* **Excerpt to read**:
[Start]
But, seeing this thread, I decided to give it another try. I chose to listen to Jaap Ter Linden and the Mozart Akademie Amsterdam - actually, I'm listening to the first movement as I type - over my beloved Szell (whose version I've heard many times before). I actually think this symphony benefits considerably from period instruments like the version I'm hearing now. The lingering, slightly astringent flavor of the violins makes the first movement's themes much more exciting in my opinion. And, this performance so far is very lively with the brass and percussion punctuating the phrases with a kind of crisp decisiveness I'm not used to.

Now, on to the second movement....After a nearly 12 minute first movement (taken with the repeat), now the second movement clocks in at over 10 minutes. For all that, it moves very nicely along. If there is one superiority of the 41st over the 39th, it's probably in this Andante Cantabile. Again, the performance suits my taste perfectly. I really like the sound. Nothing overblown or heavy - a nice, light reading.

The menuetto is also nicely done - with lilt and great definition. The trio? Good.

The final movement starts out impressively. If he can hold me through this movement, I'm going to declare it a winner. Wow, what clarity. It seems like I can hear every single instrument. Hmm..takes the repeat again. Interesting. What a difference the defined, non-boomy bass is in this movement. Oops..I think somebody went a little sharp. I can live with that. Very nice conclusion. I liked this Jupiter better than any I've heard before.

I still prefer the more engaging, less ponderous 39th, but this has given me a new feeling about the 41st. Thanks for bringing it up this way. This has been fun.

(Sorry CoAG, for adding on to my post after you gave it a like. You may not have liked the second part. I just didn't want to take up two spots for my comments.)


----------



## realdealblues (Mar 3, 2010)

I re-listened to George Szell's classic recording this morning for the first time in a few years. Szell always seems to have such energy in his recordings. Even though he wasn't exactly a young man when he was making his "famous" recordings, he never seemed to lose that air of excitement and wonder. I wish he had recorded more of Mozart's symphonies. I'd have loved to hear him do 25, 29 and 36. He really had a feel for Mozart in my opinion.
[End]
* **Extracted information**:
[Start]
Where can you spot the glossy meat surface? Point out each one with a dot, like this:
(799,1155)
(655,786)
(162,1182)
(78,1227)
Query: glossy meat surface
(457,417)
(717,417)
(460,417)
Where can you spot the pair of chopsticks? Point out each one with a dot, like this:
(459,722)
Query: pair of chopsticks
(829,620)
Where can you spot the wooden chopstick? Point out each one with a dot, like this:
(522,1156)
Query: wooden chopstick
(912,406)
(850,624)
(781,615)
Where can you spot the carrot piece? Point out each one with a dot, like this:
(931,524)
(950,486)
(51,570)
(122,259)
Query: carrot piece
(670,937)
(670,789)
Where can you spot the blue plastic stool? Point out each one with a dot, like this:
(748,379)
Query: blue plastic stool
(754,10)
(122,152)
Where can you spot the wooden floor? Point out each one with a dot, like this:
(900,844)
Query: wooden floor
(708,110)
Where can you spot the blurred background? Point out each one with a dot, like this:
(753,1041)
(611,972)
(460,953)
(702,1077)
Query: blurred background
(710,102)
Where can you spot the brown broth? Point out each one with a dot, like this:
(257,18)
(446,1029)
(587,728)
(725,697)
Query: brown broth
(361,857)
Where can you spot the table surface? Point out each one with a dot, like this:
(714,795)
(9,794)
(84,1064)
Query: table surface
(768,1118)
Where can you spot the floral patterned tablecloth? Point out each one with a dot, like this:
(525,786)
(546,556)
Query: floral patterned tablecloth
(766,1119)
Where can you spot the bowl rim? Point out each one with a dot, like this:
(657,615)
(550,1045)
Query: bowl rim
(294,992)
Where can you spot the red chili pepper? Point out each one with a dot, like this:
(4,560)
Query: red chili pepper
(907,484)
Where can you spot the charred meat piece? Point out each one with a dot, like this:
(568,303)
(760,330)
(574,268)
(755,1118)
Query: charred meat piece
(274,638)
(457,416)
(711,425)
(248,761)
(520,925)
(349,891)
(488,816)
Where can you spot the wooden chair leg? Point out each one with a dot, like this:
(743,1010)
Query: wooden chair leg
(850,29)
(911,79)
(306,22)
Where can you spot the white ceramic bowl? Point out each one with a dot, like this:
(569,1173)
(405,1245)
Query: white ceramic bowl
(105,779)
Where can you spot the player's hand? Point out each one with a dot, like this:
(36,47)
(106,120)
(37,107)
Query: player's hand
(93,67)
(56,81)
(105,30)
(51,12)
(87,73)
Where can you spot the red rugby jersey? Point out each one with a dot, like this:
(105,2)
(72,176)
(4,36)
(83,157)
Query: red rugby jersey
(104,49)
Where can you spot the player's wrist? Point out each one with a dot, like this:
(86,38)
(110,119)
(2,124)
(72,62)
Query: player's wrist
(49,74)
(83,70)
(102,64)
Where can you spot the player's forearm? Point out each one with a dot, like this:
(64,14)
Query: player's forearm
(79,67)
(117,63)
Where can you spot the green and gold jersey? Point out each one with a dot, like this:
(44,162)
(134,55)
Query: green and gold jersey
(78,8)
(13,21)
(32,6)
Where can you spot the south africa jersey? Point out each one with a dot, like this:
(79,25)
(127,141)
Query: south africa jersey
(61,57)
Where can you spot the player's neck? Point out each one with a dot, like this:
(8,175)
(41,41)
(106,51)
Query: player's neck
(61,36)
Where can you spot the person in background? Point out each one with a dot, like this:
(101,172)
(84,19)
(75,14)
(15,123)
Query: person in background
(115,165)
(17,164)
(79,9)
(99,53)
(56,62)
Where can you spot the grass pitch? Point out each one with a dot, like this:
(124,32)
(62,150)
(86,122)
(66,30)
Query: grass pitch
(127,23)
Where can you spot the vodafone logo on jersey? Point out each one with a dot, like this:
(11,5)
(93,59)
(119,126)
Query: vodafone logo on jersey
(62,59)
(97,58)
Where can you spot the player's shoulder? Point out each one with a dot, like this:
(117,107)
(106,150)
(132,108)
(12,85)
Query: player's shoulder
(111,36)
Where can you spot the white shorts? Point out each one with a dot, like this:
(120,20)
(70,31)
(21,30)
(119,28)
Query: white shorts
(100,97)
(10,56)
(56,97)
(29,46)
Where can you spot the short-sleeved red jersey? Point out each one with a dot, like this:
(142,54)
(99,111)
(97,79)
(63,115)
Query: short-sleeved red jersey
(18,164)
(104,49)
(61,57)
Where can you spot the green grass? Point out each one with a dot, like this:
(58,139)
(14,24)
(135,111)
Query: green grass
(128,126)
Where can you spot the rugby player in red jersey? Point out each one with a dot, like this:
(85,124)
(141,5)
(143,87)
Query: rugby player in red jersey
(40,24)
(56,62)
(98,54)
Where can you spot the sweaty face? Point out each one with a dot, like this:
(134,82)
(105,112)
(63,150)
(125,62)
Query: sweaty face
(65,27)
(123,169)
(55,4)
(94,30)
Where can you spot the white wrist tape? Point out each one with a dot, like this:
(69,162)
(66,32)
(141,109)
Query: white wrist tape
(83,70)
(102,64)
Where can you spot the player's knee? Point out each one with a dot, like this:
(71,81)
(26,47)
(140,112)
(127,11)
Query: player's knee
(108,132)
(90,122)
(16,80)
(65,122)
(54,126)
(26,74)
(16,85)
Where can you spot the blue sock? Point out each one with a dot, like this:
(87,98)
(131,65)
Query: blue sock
[End]
* **Work required**: Summarize the forum posts about Mozart's 41st symphony in two sentences.

* **Completed task**: One poster gave the 41st another try with Jaap Ter Linden and the Mozart Akademie Amsterdam on period instruments, found the performance lively, light and clear, and liked this Jupiter better than any heard before, while still preferring the 39th. Another poster re-listened to George Szell's classic recording, praised its energy and feel for Mozart, and wished he had recorded more of Mozart's symphonies.